◆ Excerpted passage ◆
• • • • • • •
Pennington Parish Funeral Bier

The Funeral Bier

Pennington Parish Wheeled Funeral Bier

The Pennington Parish wheeled funeral bier is 99 years old, originally purchased in 1919 to transport residents of the Parish on their last journey, it is a testament to its workmanship. It has been used twice within the last 10 years. It was beautifully restored recently by a local resident. Can anyone help me by providing me with any information about it. The archived Pennington Parish minutes has been very useful, but apart from contacting Gadsdons who built the Chassis, there is no information on who did the carpentry.

From Pennington Parish archived minutes:

J.H PARK Chairman 6 August 1919:
The chairman reported that he had accepted (subject to the approval the Parish Council) the wheeled bier which the inhabitants of the parish had subscribed to and purchased, for the use of the parish, to be held and maintained by the Parish Council.
A sum of money being the balance of the money collected for the above was also being handed over to go towards providing a suitable building for the Bier.
• • • • • • •
◆ Information shown ◆
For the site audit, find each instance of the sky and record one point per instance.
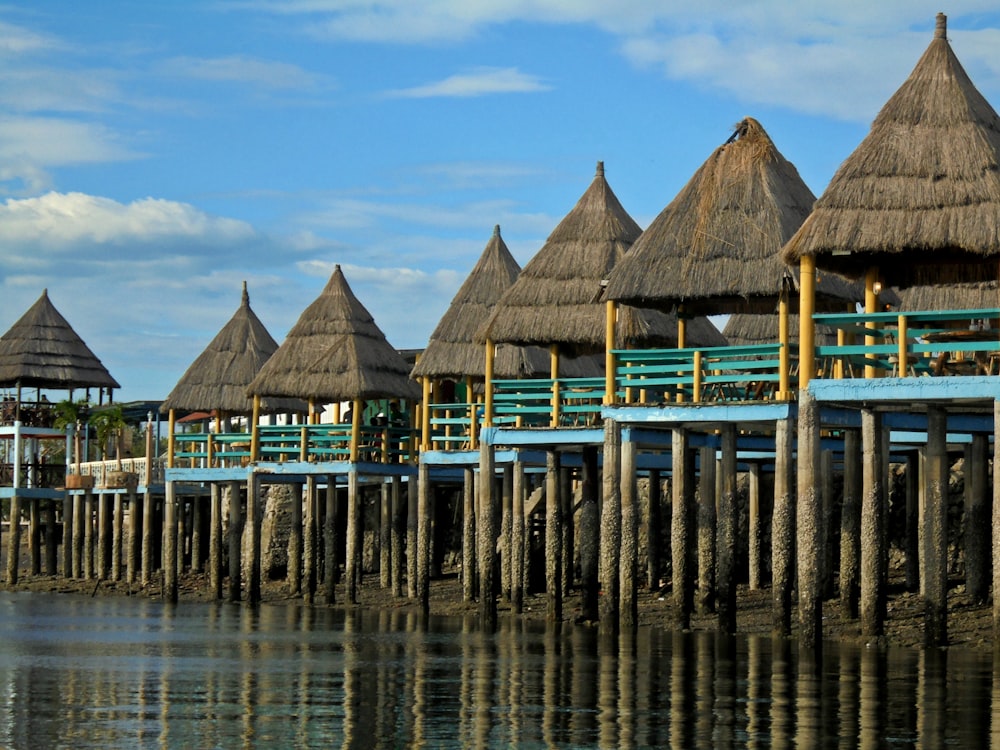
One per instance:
(156, 154)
• • • • • • •
◆ Directions for this task ◆
According to the funeral bier text, what was the leftover money from the collection meant to go toward? Answer from the funeral bier text only, not the listing.

◆ Exercise solution ◆
Providing a suitable building for the bier.